**DESCRIPTION OF THE TASK:** Every line below that holds "pole" must be copied.

**Items from a dataset:**
....................
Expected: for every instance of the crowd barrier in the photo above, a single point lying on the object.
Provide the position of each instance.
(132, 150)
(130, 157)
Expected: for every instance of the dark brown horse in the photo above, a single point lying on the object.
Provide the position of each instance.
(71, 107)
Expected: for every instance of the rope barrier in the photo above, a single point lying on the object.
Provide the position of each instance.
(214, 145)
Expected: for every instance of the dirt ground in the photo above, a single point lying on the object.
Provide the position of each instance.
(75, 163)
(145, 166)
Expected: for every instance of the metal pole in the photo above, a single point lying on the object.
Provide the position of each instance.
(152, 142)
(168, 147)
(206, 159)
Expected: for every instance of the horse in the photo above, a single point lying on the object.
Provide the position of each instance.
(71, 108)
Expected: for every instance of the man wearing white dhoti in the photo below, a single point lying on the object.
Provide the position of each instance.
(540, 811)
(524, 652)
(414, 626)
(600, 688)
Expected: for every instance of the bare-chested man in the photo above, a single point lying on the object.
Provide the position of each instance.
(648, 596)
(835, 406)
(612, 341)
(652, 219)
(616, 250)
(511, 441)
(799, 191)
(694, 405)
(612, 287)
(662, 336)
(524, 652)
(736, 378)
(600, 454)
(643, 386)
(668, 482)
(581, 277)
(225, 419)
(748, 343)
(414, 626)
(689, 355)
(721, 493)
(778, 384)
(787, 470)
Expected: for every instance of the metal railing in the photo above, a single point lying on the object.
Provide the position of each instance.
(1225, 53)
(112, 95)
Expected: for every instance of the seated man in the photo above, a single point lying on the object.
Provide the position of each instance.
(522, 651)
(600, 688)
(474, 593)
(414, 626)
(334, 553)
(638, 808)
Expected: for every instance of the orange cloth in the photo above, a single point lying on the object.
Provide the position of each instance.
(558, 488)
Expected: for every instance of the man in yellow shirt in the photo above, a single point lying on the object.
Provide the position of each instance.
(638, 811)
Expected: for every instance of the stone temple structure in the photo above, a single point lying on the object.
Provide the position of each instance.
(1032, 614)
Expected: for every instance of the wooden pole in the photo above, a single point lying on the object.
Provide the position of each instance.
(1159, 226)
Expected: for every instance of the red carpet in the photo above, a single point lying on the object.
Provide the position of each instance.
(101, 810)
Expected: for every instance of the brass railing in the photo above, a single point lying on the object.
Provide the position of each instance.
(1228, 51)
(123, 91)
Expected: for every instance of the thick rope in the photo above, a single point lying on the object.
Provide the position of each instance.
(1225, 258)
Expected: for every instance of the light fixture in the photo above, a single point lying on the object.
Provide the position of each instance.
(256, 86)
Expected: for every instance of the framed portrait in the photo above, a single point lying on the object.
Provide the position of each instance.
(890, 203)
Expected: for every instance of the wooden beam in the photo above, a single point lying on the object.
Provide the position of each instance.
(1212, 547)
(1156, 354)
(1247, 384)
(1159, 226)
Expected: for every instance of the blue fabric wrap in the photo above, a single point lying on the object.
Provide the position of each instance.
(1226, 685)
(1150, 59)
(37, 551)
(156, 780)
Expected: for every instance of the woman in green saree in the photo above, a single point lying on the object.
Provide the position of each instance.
....................
**COMPLETED EXERCISE:**
Expected: for every instance of the metal pole in the photo above, a single point lying on the object.
Expected: for every instance of the wooden pole in the photo above, a single point lying on the object.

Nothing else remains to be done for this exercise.